Start of Stored data
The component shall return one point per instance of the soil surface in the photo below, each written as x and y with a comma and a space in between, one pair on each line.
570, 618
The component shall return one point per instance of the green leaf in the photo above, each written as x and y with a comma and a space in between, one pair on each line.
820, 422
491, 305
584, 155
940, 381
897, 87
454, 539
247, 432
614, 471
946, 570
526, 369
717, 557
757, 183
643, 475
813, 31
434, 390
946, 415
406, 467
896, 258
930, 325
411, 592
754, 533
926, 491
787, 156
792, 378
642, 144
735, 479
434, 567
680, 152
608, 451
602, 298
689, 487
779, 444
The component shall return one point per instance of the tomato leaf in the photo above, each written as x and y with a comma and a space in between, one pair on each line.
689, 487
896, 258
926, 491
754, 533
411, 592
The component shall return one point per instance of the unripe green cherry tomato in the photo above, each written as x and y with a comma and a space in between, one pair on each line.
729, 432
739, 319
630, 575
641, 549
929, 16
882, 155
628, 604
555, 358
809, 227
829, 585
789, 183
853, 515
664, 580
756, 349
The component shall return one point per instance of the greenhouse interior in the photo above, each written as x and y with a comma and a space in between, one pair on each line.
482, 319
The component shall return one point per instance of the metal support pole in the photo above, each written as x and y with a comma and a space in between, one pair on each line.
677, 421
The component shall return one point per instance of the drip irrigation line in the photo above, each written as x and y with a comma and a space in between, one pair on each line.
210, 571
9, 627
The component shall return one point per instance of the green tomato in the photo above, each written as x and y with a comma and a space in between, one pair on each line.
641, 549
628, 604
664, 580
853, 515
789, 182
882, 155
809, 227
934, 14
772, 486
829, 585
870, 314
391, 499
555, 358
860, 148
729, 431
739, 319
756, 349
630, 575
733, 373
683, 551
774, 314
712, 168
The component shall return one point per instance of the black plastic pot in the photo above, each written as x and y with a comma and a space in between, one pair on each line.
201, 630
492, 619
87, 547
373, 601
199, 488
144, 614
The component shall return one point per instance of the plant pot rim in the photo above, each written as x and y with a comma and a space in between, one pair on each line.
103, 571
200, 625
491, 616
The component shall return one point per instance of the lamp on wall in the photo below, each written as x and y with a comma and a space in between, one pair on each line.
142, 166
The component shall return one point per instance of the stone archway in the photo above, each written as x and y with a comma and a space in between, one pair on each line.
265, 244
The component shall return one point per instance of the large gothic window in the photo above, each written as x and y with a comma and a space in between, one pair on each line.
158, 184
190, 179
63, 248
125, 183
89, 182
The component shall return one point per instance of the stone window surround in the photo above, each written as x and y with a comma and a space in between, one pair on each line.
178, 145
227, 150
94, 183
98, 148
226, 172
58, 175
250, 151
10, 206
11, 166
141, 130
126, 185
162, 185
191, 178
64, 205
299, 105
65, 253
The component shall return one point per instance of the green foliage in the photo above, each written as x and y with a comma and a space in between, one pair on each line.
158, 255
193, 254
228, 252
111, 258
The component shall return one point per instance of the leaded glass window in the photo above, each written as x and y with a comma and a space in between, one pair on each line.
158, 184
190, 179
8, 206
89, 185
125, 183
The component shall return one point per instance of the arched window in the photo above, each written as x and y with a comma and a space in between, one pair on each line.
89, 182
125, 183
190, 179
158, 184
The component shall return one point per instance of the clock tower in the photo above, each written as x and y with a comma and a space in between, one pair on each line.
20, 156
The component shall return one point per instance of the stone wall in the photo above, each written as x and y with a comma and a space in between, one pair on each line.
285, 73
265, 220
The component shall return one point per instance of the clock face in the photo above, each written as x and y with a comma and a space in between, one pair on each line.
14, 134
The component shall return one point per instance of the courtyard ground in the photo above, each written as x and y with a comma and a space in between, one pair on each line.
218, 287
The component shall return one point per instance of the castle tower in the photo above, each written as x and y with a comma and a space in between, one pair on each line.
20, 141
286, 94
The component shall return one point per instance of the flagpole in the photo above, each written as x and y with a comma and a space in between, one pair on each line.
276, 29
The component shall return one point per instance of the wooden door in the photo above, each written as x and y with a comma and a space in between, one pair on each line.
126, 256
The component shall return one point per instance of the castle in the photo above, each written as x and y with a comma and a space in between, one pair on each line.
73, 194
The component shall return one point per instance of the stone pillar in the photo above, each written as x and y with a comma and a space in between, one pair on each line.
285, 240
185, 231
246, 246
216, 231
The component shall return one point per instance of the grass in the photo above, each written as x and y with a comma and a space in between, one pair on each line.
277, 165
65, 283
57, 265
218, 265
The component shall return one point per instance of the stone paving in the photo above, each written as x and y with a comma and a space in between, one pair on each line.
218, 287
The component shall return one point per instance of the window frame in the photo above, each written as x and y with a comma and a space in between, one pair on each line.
End of Stored data
* Given task:
Take the listing above and write it out again exactly.

* Result:
The component shall return one point per instance of the soil surface in the photo below, each written as x and y with a comma and a space in between, one pair on each line.
570, 618
The component shall return one point per instance of the green leaf in the photo above, each written as x and y with a comma and a space in between, one pair on each line.
820, 422
491, 305
584, 155
940, 381
897, 87
454, 539
247, 432
614, 471
946, 570
526, 369
717, 557
757, 183
643, 475
813, 31
434, 390
946, 415
406, 467
896, 258
930, 325
411, 592
754, 533
926, 491
787, 156
792, 378
642, 144
735, 479
434, 567
680, 152
608, 451
602, 298
689, 487
779, 444
The component shall return one point per instance of the tomato leaf in the photo above, each written as x and y with a comma and a space in between, one pair on each line.
689, 487
896, 258
926, 491
754, 533
411, 592
The component shall return one point per instance of the unripe green cherry tomato in the photo above, each written as x and y with a comma and a space in between, one pair on each line.
729, 432
739, 319
630, 575
641, 549
929, 16
882, 155
628, 604
555, 358
809, 227
829, 585
789, 183
853, 515
664, 580
756, 349
The component shall return one point per instance of the greenhouse interior in the photo above, each written as x and y with a comma and a space in between, one pair on each line.
482, 319
The component shall return one point per instance of the metal support pole in the photo above, each written as x and y with a comma and a space in between, one pair on each line.
677, 421
The component shall return one point per instance of the drip irrigation line in the photo above, each written as x and y with a comma and a space in between, one pair on each line.
210, 571
9, 627
The component shall return one point per instance of the green tomato in the photo above, each written as x and y with a comma and a space in between, one pair on each line.
641, 549
628, 604
664, 580
853, 515
789, 182
882, 155
809, 227
934, 14
772, 486
829, 585
870, 314
391, 499
555, 358
860, 148
729, 431
739, 319
756, 349
630, 575
733, 373
683, 551
774, 314
712, 168
The component shall return one point per instance of the black plastic pot in the photo above, each written as x and y with a comma and a space in between, one pair on each line.
201, 630
492, 619
87, 547
373, 601
199, 488
144, 614
The component shall return one point per instance of the plant pot rim in the photo above, each written as x and y with a comma and a space in between, one pair on each line.
103, 571
200, 625
491, 616
The component shall return one point per instance of the lamp on wall in the photo below, each written as x and y with a comma and a space in between, one pair on each line.
142, 166
The component shall return one point per instance of the stone archway in the photo above, each written as x and y with a comma and a space in between, one pair on each line.
265, 244
The component shall return one point per instance of the large gothic window in the photo above, each written as x and y with a comma and a space in between, one pair on each line.
158, 184
190, 179
63, 248
125, 183
89, 182
The component shall return one point per instance of the stone window surround in the photo above, each written as x and y with a comma and a space in between, one pair on each line.
178, 145
227, 150
94, 183
98, 148
226, 172
58, 175
250, 151
10, 206
11, 166
141, 130
126, 185
162, 185
191, 178
64, 205
299, 105
65, 253
The component shall return one point per instance of the green foliage in the photo above, each written as x and y with a comma and a space in between, one pair on each line.
158, 255
193, 254
228, 252
111, 258
The component shall return one point per instance of the leaded glass window in the photo above, each written as x and y with a comma and a space in between, one pair on each line.
158, 184
190, 179
8, 206
89, 185
125, 183
The component shall return one point per instance of the arched window in the photo above, each written as x and y with a comma and a space in between, one pair on each line.
89, 182
125, 183
190, 179
158, 184
The component shall return one point per instance of the clock tower in the photo above, each written as x and y with a comma and a space in between, one pair on each line.
20, 156
The component shall return one point per instance of the stone wall in the photo above, each written as x and y with a comma and a space in between, one pair on each line.
285, 73
265, 220
The component shall return one point per instance of the clock face in the photo above, each written as x and y with a comma and a space in between, one pair on each line.
14, 134
The component shall return one point per instance of the courtyard ground in the photo above, each written as x and y with a comma and a space in between, one pair on each line.
218, 287
The component shall return one point per instance of the castle tower in the photo above, each written as x and y with a comma and a space in between, one pair on each line.
20, 141
286, 94
The component shall return one point per instance of the flagpole in the photo above, each written as x and y with a comma and a space in between, one pair on each line.
276, 29
The component shall return one point per instance of the wooden door in the photo above, each written as x and y with a comma and a space in between, one pair on each line.
126, 256
The component shall return one point per instance of the castle in the photo above, each written as x and y with a comma and a space in between, one pair on each line.
73, 194
The component shall return one point per instance of the stone pillar in the photo above, each written as x and y with a comma and a space in between, one pair on each line.
285, 240
185, 231
246, 246
216, 231
The component shall return one point per instance of the grass in the photo above, each written as x and y with a comma and a space in between, one pair on each line.
277, 165
65, 283
57, 265
218, 265
The component shall return one point per instance of the stone paving in the photo above, each written as x and y with a comma and a space in between, one pair on each line.
218, 287
The component shall return one point per instance of the window frame in the photo above, each written as x and y with a comma and a space in between, one pair on each line.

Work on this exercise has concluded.